By Keith Boone, Healthcare Standards
Twitter: @motorcycle_guy
I thought I was done with JASON and the EHRnauts for a little bit, when this query popped into my inbox via Will Ross over at Redwood MedNet. He points to this bit of wisdom:
From the report:
To the extent that query capabilities are included in MU Stage 3, we are at an awkward moment in standards development: Older standards such as XDS/XCA are mature but inherently limited, whereas newer API-based standards are not yet ready for large-scale adoption. We believe it would be detrimental to lock the industry in to older standards, and thus, we recommend that ONC mobilize an accelerated standards development process to ready an initial specification of FHIR for certification to support MU Stage 3.
I love it when people raise the point about limits, without delving into what those limits are. It always sounds so authoritative. Yes, documents are limited.
Here are some of the limitations of documents:
- You can only operate on what appears within documents.
- You have to have some idea about which documents you want.
+ + + +
> Written task 1:
In the blog post on JASON and FHIR, copy the text between "Here are some" and "documents you want.", inclusive, substituting "files" for each occurrence of "documents".
> Written task 2:
Name every specific standard that the blog post on JASON and FHIR refers to by name.
+ + + +
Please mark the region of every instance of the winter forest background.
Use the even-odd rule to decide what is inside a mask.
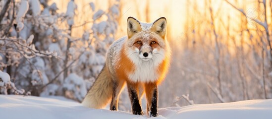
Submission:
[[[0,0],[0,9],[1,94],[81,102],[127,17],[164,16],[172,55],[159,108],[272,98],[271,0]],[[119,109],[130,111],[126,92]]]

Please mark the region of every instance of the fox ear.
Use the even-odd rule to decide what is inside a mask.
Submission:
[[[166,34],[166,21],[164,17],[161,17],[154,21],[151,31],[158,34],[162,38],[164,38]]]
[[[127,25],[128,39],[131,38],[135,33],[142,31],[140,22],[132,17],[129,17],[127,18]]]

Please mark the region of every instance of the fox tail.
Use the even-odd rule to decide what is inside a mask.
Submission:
+ + + +
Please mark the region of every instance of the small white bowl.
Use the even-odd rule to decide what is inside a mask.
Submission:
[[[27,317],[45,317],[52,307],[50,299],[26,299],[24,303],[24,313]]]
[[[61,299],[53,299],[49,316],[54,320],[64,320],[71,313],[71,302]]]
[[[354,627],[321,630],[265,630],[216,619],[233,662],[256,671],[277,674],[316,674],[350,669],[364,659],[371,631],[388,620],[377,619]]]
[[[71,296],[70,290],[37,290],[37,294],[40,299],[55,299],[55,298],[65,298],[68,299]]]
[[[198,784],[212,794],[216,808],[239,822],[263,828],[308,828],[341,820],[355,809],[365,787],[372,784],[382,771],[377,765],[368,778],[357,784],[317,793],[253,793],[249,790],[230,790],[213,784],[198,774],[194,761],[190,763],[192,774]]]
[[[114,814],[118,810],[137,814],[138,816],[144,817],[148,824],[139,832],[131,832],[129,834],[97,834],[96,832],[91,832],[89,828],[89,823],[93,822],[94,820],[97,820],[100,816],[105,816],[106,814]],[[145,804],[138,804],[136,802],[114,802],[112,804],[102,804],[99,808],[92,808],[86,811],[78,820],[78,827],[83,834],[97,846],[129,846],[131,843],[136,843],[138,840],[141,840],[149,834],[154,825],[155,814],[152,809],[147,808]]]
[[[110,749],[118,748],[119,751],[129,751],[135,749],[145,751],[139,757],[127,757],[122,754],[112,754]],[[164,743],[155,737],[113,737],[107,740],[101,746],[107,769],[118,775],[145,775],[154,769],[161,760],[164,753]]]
+ + + +
> Correct answer 1:
Here are some of the limitations of files:
- You can only operate on what appears within files.
- You have to have some idea about which files you want.

> Correct answer 2:
XDS, XCA, FHIR